---- DONNÉES D'ENTRÉE

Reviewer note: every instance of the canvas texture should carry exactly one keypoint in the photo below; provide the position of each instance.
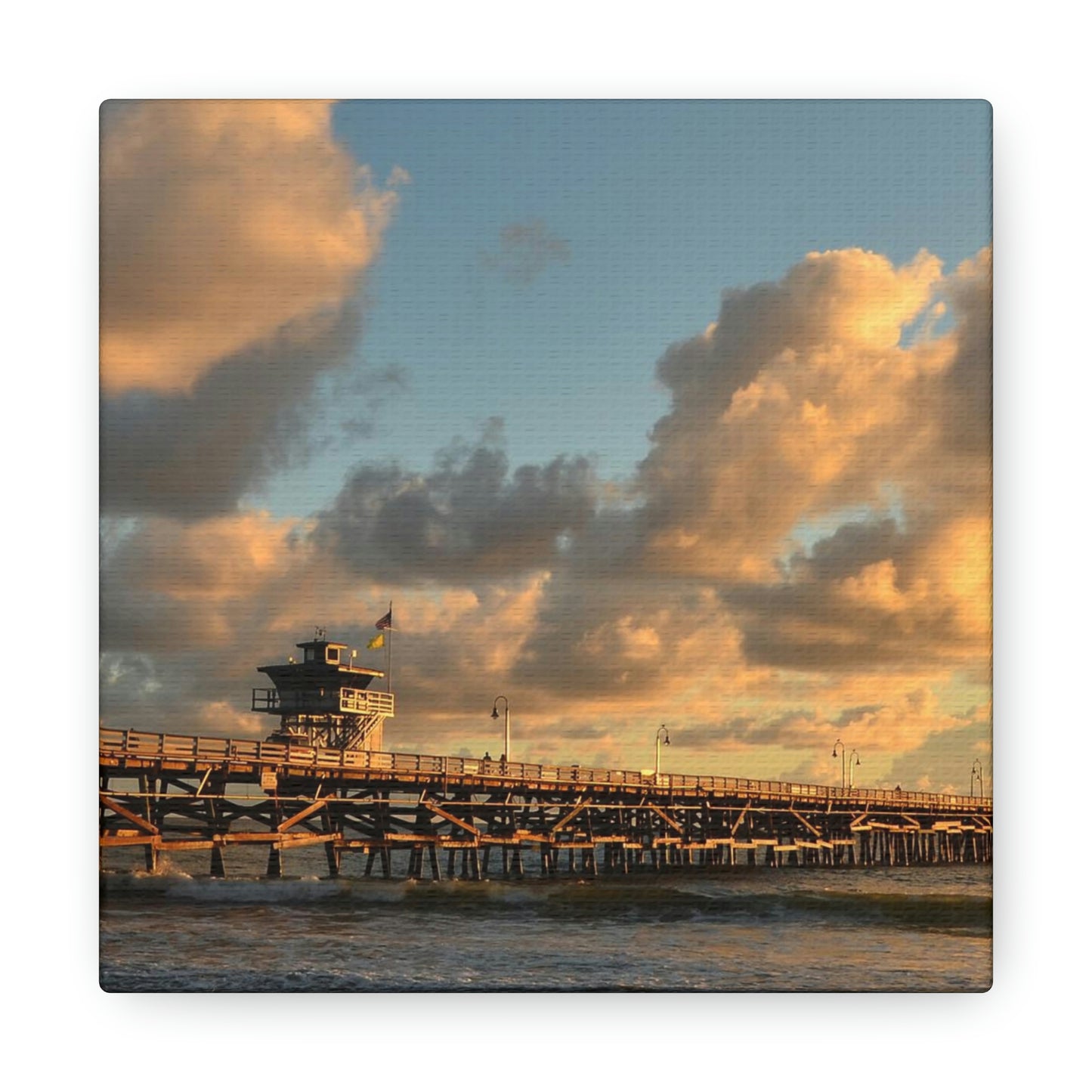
(554, 537)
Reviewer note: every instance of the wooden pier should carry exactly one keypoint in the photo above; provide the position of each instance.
(422, 816)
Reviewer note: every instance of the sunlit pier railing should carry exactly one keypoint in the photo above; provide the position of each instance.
(122, 744)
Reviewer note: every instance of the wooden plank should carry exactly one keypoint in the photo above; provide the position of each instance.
(125, 814)
(447, 815)
(663, 815)
(572, 815)
(317, 806)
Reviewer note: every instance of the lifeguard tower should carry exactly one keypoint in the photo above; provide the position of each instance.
(323, 700)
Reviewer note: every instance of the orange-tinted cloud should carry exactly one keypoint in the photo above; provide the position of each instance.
(222, 222)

--------

### CONSIGNE
Recopiez telles quelles, s'il vous plaît, les lignes de la liste qui vont de celle contenant « Reviewer note: every instance of the lifeguard » jusqu'à la fin de la liste, dernière ligne comprise.

### CORRIGÉ
Reviewer note: every instance of the lifeguard tower should carry exactly one keypoint in the photo above; provide the position of each instance.
(323, 700)
Reviewer note: every instance of the orange-tinted cloud should carry exactly one keypoint in the photo above; provide the position of each instance.
(222, 222)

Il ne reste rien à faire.